___ ROWS ___
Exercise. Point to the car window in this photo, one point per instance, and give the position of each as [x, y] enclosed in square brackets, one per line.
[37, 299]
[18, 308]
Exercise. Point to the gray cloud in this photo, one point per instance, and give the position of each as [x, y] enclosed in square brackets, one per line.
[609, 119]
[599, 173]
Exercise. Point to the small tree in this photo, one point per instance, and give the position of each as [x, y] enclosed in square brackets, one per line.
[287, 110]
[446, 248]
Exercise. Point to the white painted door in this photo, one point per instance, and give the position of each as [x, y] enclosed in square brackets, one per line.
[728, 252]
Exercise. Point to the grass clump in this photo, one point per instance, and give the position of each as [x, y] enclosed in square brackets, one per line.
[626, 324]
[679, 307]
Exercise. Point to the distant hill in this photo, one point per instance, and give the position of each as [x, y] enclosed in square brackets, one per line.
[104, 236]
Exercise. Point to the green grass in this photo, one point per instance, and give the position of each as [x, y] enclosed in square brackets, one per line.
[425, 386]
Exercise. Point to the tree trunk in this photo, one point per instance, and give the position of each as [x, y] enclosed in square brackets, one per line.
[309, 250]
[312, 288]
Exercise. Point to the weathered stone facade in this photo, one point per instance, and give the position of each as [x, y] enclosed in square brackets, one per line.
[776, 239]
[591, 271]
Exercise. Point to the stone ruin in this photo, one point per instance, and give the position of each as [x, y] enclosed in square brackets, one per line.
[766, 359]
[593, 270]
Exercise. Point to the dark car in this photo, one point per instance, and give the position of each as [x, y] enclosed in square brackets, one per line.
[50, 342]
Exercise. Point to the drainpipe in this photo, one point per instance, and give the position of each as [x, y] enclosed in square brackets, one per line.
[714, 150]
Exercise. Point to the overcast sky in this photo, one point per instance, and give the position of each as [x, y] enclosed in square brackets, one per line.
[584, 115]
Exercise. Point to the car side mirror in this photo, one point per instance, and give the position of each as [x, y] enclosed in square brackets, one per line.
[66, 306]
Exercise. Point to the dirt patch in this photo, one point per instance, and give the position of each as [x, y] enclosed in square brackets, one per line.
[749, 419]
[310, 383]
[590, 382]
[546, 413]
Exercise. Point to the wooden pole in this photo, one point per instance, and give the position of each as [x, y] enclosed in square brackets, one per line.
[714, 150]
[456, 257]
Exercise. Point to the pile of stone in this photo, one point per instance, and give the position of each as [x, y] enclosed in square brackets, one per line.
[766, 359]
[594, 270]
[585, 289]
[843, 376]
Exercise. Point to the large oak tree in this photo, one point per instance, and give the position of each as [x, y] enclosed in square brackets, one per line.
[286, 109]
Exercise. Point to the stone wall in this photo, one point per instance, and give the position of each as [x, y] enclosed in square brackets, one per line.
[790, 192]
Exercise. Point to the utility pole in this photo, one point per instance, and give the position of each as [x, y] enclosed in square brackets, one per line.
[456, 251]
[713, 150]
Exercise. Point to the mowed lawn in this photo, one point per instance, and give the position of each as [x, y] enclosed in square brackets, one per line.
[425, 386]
___
### GIVEN TASK
Exactly reproduce every record.

### FINAL RESULT
Exercise. Point to the car window in this photo, one point per instance, and give the position of each as [x, y] enclosed in square brackets, one per line.
[37, 299]
[18, 308]
Exercise. Point to the gray cloud in this photo, one point per instance, and give the position of each as [x, y] enclosed in square brackets, one per line.
[609, 119]
[599, 173]
Exercise. Point to the small tree in this photo, one point per instance, and give the position of each as [x, y] enclosed in square brackets, one per line.
[287, 110]
[446, 248]
Exercise. Point to the white painted door in this photo, one point per instance, and give the position of each as [x, y] enclosed in square brackets, one per line.
[728, 252]
Exercise. Point to the grass clump in this photo, one point per instance, and give the position of each as [x, y] enclosed in square brackets, one per line.
[626, 324]
[679, 307]
Exercise. Point to the distant hill in this photo, one point per instance, and give the position of each as [x, y] enclosed in square brackets, one per line.
[104, 236]
Exercise. Point to the green grass in this photo, one point per instance, and give the position of each as [x, y] enclosed in square brackets, one per line.
[425, 386]
Exercise. Point to the tree trunk in this photo, one point per instance, and give the position of each as [x, y] enclosed in square brackets, one per line.
[309, 250]
[312, 288]
Exercise. Point to the weathered stone facade in this photo, one point per instance, and give the position of each as [x, y] enclosed in square brackets, one per line.
[776, 239]
[591, 271]
Exercise. Point to the stone ruin in this photo, one point per instance, and give the position of each as [x, y] enclosed in square brackets, one per line.
[766, 359]
[593, 270]
Exercise. Point to the dark car in this photo, one point per instance, and give the position of each as [x, y] enclosed in square brackets, one per line.
[50, 342]
Exercise. Point to the drainpipe in this photo, one point per instance, and give the position of each as [x, y] enclosed in square brackets, one per line.
[714, 150]
Exercise. Point to the overcast sky in this photo, one point per instance, and give the position of each as [x, y] enclosed in square brackets, one per line.
[584, 115]
Exercise. Point to the car side mirror in this photo, one point per instance, and give the position of each as [x, y] enclosed in square brackets, one per line.
[66, 306]
Exercise. Point to the dirt patch in this photo, one point per instance, and give the position of each as [x, y] enclosed in square brackets, one per line.
[749, 419]
[310, 383]
[590, 382]
[546, 413]
Exercise. Point to the wooden pole in this photo, one point per instance, and give the position of each as [x, y] enclosed in square brackets, one per line.
[714, 150]
[456, 257]
Exercise. Point to the pile of stone in this photo, one point per instance, and give the position of each as [x, y] enclosed in square brackets, one per line.
[766, 359]
[594, 270]
[585, 289]
[843, 376]
Exercise. Point to the large oak tree in this photo, one point per instance, and give the position of each as [x, y] enclosed in square brackets, one per line.
[286, 109]
Exercise. Point to the stone wall in this photo, one point per instance, and give the position of each as [x, y] enclosed in square brackets, one per line.
[790, 192]
Exercise. Point to the utility pole in this photo, one point per instance, and give the position of each as [x, y] enclosed in square brackets, one per line.
[456, 251]
[713, 150]
Exercise. Point to the mowed lawn in this photo, one point per instance, and give the position of each as [x, y] enclosed in square brackets, one per line.
[425, 386]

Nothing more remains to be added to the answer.